Brief =>
The result should be a full, exact repeat of the entries, free of pictures.

*** Records for processing Section Begins ***

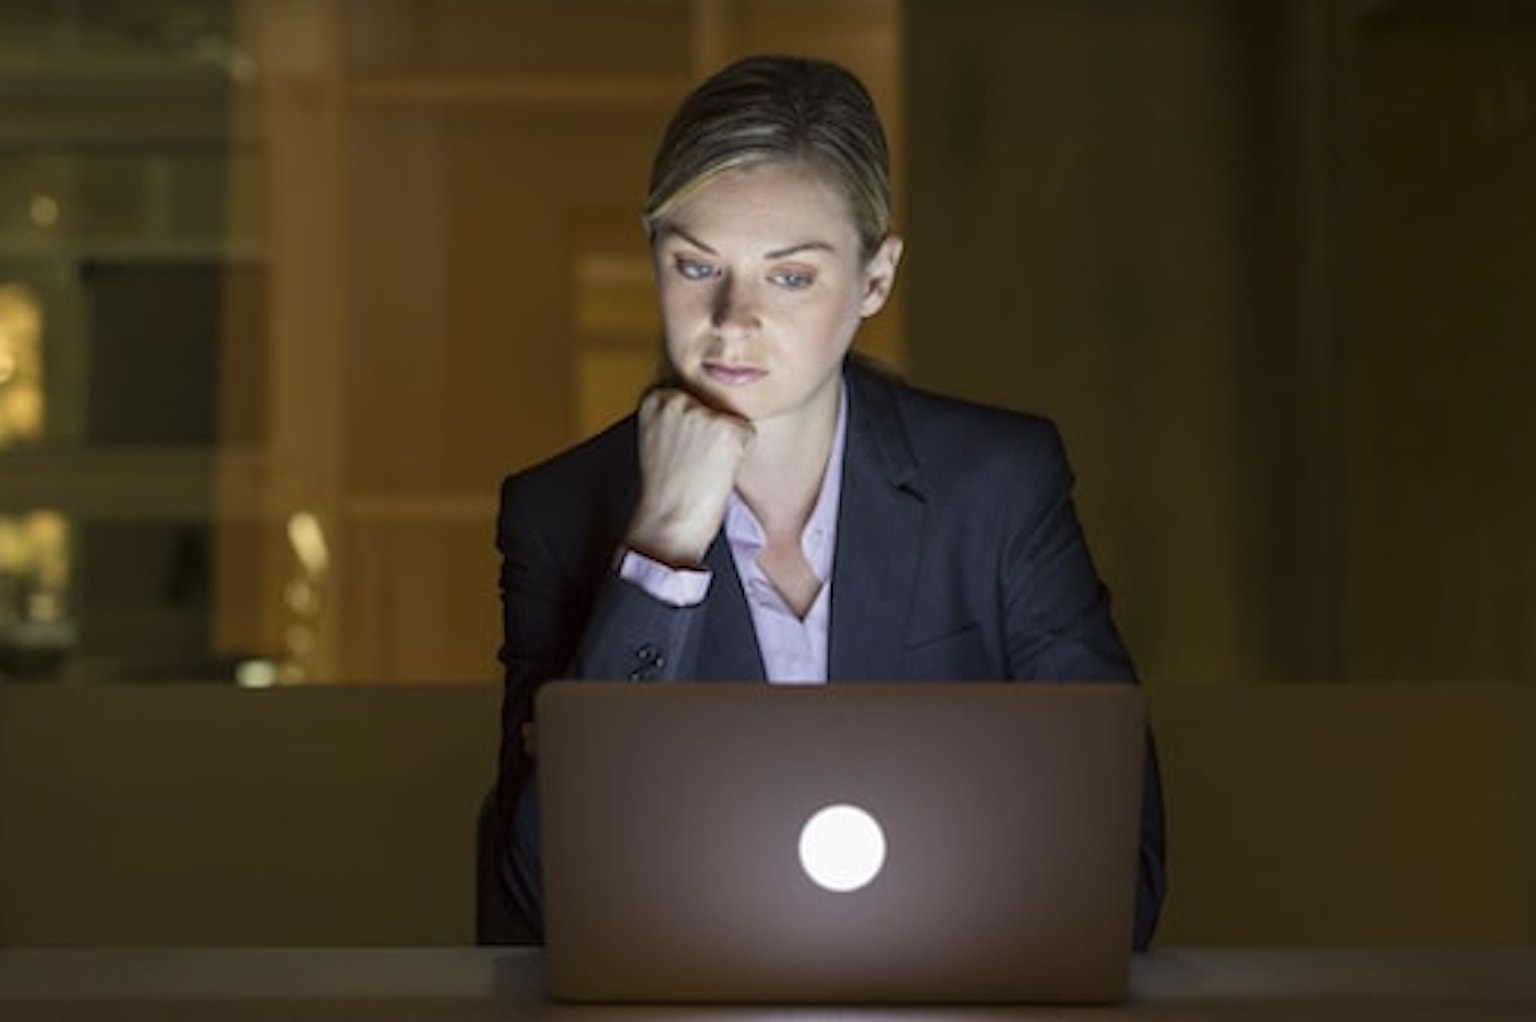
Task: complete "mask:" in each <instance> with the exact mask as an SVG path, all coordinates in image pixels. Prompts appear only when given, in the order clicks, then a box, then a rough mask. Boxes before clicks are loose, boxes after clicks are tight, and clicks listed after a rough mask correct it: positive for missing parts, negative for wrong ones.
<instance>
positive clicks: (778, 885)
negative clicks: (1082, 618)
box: [538, 681, 1146, 1004]
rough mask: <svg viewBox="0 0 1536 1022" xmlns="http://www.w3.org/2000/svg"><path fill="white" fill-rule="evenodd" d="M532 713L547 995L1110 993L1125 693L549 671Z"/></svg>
mask: <svg viewBox="0 0 1536 1022" xmlns="http://www.w3.org/2000/svg"><path fill="white" fill-rule="evenodd" d="M538 719H539V725H538V727H539V738H538V745H539V752H538V756H539V770H538V773H539V785H541V787H539V799H541V813H542V842H544V845H542V859H544V885H545V950H547V962H548V970H550V987H551V994H553V996H554V997H556V999H562V1000H614V1002H822V1004H828V1002H880V1004H892V1002H1106V1000H1117V999H1120V997H1121V996H1123V994H1124V987H1126V979H1127V968H1129V948H1130V939H1132V917H1134V899H1135V867H1137V842H1138V821H1140V798H1141V768H1143V755H1144V741H1146V736H1144V718H1143V704H1141V695H1140V690H1138V689H1137V687H1135V685H1130V684H1109V682H1106V684H1017V682H938V684H935V682H840V684H829V685H770V684H763V682H757V684H753V682H670V684H633V682H593V681H579V682H571V681H556V682H550V684H547V685H545V687H544V689H541V692H539V696H538Z"/></svg>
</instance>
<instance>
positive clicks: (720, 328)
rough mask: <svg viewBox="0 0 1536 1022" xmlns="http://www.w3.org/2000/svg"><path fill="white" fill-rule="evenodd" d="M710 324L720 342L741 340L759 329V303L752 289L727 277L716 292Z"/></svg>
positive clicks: (717, 289) (722, 278)
mask: <svg viewBox="0 0 1536 1022" xmlns="http://www.w3.org/2000/svg"><path fill="white" fill-rule="evenodd" d="M710 323H711V326H713V327H714V332H716V335H717V337H719V338H720V340H727V341H730V340H739V338H742V337H746V335H750V333H751V332H753V330H756V329H757V324H759V320H757V301H756V298H754V295H753V294H751V289H750V287H746V286H743V283H742V281H740V280H739V278H736V277H733V275H727V277H722V278H720V284H719V287H717V289H716V292H714V309H713V310H711V317H710Z"/></svg>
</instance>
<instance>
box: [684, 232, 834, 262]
mask: <svg viewBox="0 0 1536 1022" xmlns="http://www.w3.org/2000/svg"><path fill="white" fill-rule="evenodd" d="M662 234H664V235H668V237H677V238H682V240H684V241H687V243H688V244H691V246H693V247H696V249H699V251H702V252H705V254H708V255H719V252H716V251H714V249H713V247H711V246H708V244H705V243H703V241H700V240H699V238H696V237H693V235H691V234H688V232H687V231H684V229H682V227H679V226H676V224H667V226H665V227H662ZM836 251H837V249H836V247H833V244H831V243H829V241H799V243H796V244H790V246H785V247H782V249H774V251H773V252H768V254H766V257H765V258H770V260H782V258H785V257H790V255H799V254H800V252H836Z"/></svg>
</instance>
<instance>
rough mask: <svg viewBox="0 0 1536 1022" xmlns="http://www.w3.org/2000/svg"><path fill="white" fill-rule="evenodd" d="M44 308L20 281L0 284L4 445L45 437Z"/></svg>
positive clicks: (1, 348) (0, 427) (39, 438)
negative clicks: (43, 341)
mask: <svg viewBox="0 0 1536 1022" xmlns="http://www.w3.org/2000/svg"><path fill="white" fill-rule="evenodd" d="M41 338H43V310H41V304H40V303H38V300H37V295H35V294H34V292H32V289H29V287H23V286H20V284H0V447H12V446H15V444H20V443H26V441H35V440H41V436H43V427H45V418H43V415H45V410H46V407H45V400H43V341H41Z"/></svg>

*** Records for processing Section Ends ***

Task output =>
Task: complete "mask:" in each <instance> with the exact mask as an SVG path, all coordinates in image pixels. Prompts appear only when given, in the order clicks, then a box, then a rough mask. Boxes before clicks are loose, boxes after clicks are tight, and clicks listed after a rough mask correct it: positive for missing parts, negative for wrong ones.
<instance>
positive clicks: (778, 885)
negative clicks: (1082, 618)
box: [538, 681, 1146, 1004]
rough mask: <svg viewBox="0 0 1536 1022" xmlns="http://www.w3.org/2000/svg"><path fill="white" fill-rule="evenodd" d="M532 713L547 995L1110 993L1125 693L549 671Z"/></svg>
mask: <svg viewBox="0 0 1536 1022" xmlns="http://www.w3.org/2000/svg"><path fill="white" fill-rule="evenodd" d="M538 719H539V725H538V727H539V738H538V745H539V752H538V756H539V770H538V773H539V785H541V787H539V799H541V813H542V842H544V845H542V859H544V885H545V950H547V962H548V970H550V987H551V994H553V996H554V997H556V999H562V1000H614V1002H822V1004H828V1002H880V1004H892V1002H1106V1000H1117V999H1120V997H1121V996H1123V994H1124V987H1126V979H1127V968H1129V948H1130V939H1132V917H1134V899H1135V867H1137V842H1138V821H1140V798H1141V768H1143V755H1144V741H1146V736H1144V718H1143V704H1141V695H1140V690H1138V689H1137V687H1135V685H1130V684H1109V682H1106V684H1017V682H938V684H935V682H840V684H829V685H770V684H763V682H757V684H753V682H670V684H633V682H593V681H579V682H571V681H556V682H550V684H547V685H545V687H544V689H541V692H539V696H538Z"/></svg>
</instance>
<instance>
positive clicks: (720, 328)
rough mask: <svg viewBox="0 0 1536 1022" xmlns="http://www.w3.org/2000/svg"><path fill="white" fill-rule="evenodd" d="M710 324L720 342L741 340L759 329V303L752 289L727 277L716 292Z"/></svg>
positive clicks: (717, 289) (722, 278)
mask: <svg viewBox="0 0 1536 1022" xmlns="http://www.w3.org/2000/svg"><path fill="white" fill-rule="evenodd" d="M710 323H711V326H713V327H714V332H716V335H717V337H719V338H720V340H727V341H730V340H739V338H742V337H746V335H750V333H751V332H753V330H756V329H757V324H759V320H757V301H756V298H754V295H753V294H751V289H750V287H746V286H743V283H742V281H740V280H739V278H736V277H733V275H727V277H722V278H720V284H719V287H717V289H716V292H714V309H713V310H711V317H710Z"/></svg>
</instance>
<instance>
box: [684, 232, 834, 262]
mask: <svg viewBox="0 0 1536 1022" xmlns="http://www.w3.org/2000/svg"><path fill="white" fill-rule="evenodd" d="M662 234H664V235H668V237H677V238H682V240H684V241H687V243H688V244H691V246H693V247H696V249H699V251H702V252H705V254H708V255H719V252H716V251H714V249H713V247H711V246H708V244H705V243H703V241H700V240H699V238H696V237H693V235H691V234H688V232H687V231H684V229H682V227H679V226H676V224H667V226H665V227H662ZM836 251H837V249H836V247H833V244H831V243H829V241H799V243H796V244H790V246H785V247H782V249H774V251H773V252H768V254H766V257H765V258H770V260H782V258H785V257H790V255H799V254H800V252H836Z"/></svg>
</instance>
<instance>
rough mask: <svg viewBox="0 0 1536 1022" xmlns="http://www.w3.org/2000/svg"><path fill="white" fill-rule="evenodd" d="M44 308L20 281L0 284L4 445L45 437Z"/></svg>
positive clicks: (1, 348) (0, 427) (39, 438)
negative clicks: (43, 341)
mask: <svg viewBox="0 0 1536 1022" xmlns="http://www.w3.org/2000/svg"><path fill="white" fill-rule="evenodd" d="M41 338H43V310H41V304H40V303H38V300H37V295H35V294H34V292H32V289H29V287H23V286H20V284H0V447H12V446H15V444H20V443H26V441H35V440H41V436H43V427H45V418H43V415H45V410H46V407H45V400H43V341H41Z"/></svg>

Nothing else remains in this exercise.